Point localization data
□ □ □ □
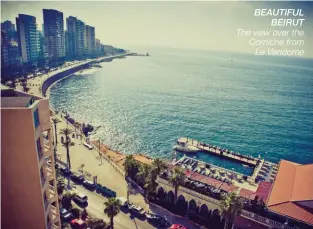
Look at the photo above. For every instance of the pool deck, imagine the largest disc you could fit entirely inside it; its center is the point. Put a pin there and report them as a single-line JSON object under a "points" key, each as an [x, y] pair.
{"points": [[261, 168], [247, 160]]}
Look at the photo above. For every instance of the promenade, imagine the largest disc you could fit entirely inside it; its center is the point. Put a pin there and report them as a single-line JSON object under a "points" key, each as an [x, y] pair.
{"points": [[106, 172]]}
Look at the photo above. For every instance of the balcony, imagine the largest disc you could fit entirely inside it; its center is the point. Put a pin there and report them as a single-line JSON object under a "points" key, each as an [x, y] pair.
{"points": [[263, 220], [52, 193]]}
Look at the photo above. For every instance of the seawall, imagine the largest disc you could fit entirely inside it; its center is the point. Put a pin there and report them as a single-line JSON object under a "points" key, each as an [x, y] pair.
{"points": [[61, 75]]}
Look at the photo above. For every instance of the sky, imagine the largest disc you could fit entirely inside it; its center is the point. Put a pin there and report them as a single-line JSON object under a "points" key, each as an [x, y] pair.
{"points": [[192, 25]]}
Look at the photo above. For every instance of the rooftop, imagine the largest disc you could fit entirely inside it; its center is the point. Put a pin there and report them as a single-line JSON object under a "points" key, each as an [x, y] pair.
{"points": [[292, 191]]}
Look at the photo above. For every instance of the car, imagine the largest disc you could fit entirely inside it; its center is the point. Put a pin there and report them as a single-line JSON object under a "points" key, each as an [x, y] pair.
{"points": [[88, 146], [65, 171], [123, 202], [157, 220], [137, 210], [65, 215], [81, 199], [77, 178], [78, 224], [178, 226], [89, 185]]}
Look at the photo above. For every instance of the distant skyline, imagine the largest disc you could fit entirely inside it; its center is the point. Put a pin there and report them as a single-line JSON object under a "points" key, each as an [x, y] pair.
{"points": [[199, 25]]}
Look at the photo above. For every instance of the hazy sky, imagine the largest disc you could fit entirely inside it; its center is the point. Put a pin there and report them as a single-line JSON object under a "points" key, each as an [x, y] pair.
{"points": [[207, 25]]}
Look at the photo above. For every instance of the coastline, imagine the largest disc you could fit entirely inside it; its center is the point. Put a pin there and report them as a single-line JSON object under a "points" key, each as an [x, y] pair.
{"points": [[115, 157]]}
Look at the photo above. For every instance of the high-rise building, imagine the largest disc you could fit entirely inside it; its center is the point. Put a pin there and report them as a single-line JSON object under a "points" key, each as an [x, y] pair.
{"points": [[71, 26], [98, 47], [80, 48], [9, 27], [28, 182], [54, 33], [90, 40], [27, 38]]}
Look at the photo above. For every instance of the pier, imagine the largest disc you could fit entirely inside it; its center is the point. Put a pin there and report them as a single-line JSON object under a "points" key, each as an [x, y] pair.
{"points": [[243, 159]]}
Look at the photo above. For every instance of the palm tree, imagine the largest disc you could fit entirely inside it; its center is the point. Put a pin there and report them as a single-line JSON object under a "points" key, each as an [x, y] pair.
□ □ □ □
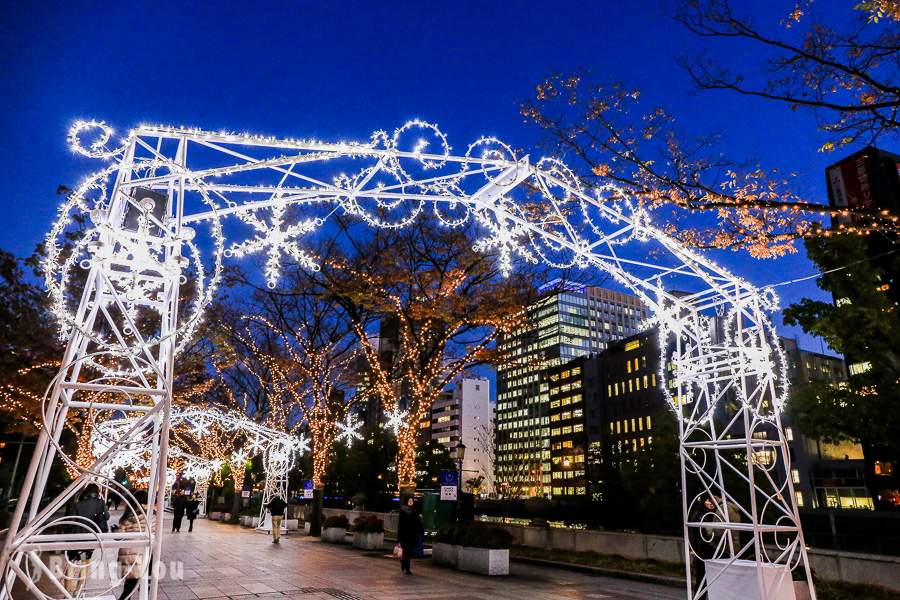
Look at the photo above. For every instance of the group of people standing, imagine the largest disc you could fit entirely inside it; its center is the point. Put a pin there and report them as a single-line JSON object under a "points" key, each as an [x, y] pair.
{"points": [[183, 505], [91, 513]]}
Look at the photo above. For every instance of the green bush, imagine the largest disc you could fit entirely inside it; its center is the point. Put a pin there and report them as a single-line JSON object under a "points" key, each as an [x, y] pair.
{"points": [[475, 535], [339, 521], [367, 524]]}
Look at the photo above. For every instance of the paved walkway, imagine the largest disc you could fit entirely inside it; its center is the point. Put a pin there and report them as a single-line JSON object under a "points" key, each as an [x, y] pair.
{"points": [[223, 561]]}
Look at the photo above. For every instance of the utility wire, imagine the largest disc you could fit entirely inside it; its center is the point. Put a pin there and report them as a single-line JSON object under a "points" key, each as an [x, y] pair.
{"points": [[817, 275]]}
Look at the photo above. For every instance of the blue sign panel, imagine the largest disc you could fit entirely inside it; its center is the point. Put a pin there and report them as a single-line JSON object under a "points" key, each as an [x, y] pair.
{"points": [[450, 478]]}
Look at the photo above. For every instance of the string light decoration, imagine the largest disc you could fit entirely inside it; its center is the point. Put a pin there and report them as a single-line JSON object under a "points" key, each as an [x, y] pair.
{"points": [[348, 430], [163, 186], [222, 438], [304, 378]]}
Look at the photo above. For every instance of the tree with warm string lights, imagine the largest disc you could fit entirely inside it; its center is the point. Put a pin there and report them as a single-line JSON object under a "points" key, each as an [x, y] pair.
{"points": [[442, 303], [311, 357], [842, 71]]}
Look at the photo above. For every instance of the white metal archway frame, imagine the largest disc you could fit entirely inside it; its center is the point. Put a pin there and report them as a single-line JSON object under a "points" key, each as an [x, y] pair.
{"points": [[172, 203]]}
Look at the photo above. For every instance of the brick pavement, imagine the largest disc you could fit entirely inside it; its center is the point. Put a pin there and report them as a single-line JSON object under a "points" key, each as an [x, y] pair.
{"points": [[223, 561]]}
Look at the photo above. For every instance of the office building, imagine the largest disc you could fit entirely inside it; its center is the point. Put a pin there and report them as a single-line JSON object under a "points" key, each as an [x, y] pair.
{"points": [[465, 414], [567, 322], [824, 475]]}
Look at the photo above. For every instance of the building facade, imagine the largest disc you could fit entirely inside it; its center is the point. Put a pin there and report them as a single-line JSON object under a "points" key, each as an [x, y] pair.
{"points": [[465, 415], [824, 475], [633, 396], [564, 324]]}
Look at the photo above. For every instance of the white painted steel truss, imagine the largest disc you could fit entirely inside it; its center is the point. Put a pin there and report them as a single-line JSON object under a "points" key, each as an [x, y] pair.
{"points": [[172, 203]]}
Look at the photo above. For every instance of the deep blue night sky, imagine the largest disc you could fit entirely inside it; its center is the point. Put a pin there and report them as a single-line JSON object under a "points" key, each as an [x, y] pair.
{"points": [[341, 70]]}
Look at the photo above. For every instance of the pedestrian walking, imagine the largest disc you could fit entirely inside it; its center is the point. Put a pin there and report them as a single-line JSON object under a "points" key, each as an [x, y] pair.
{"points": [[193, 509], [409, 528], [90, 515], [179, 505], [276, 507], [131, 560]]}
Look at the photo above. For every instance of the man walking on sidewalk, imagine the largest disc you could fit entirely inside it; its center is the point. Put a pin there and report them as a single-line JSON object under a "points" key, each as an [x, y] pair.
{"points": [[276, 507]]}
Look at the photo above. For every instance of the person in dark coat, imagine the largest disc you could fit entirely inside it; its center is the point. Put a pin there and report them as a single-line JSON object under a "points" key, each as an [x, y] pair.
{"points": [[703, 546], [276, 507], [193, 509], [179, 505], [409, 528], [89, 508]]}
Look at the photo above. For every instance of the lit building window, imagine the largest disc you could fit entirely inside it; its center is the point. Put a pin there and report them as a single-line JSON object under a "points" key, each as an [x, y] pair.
□ □ □ □
* _EXERCISE DESCRIPTION_: For the lines above, output exactly those from the line containing "the car, imagine" through the line containing "Look at the photo above. For every instance of the palm", and skip the others.

* _RESULT_:
Look at the photo above. For every instance of the car, imagine the largest disc you could fit entirely inside it; its center is the point. Put a pin there and report them as a single-line JSON object under a "points" key, each as an [x, y] pair.
{"points": [[88, 146], [65, 171], [123, 202], [157, 220], [137, 210], [65, 215], [81, 199], [77, 178], [78, 224], [178, 226], [89, 185]]}
Look at the photo above. For every instance of the distant skyline, imagine the largest disc you could fit entirely inside it; its center is the point. Put a pin there and report them as a single-line JSON object under a "points" key, each as an [x, y] pair.
{"points": [[199, 25]]}
Look at the photo above. For every instance of the hazy sky, imagine the largest disc you could fit entirely inside it; its center is the point. Put a pin there and report them as a single-line JSON object under a "points" key, each as an [x, y] pair.
{"points": [[207, 25]]}
Look at the photo above. For every instance of the coastline, imagine the largest disc you could fit entirely inside it; its center is the point. Put a pin there and report them as a single-line JSON object under a "points" key, each as an [x, y] pair.
{"points": [[115, 157]]}
Look at the photo above. For every instance of the high-rise building, imagine the largest disc you could fit entirely inside it; its center is the point. Put a pin there and report them as a single-line JSON object under a "points" key, each as an [x, y] pair.
{"points": [[71, 26], [98, 47], [80, 48], [9, 27], [28, 182], [54, 33], [90, 40], [27, 38]]}
Look at the photo above. For every instance of the pier, imagine the largest disc you could fit entirely inside it; its center is the point. Put a pin there and report them as a single-line JSON object under a "points" key, each as an [x, y] pair.
{"points": [[243, 159]]}
Look at the photo above. For every instance of the palm tree, imagine the largest disc you could fit entirely inside it; its center is the point. Put a pin there and report them as a single-line JSON object under a "points" key, each as an [x, y] pair.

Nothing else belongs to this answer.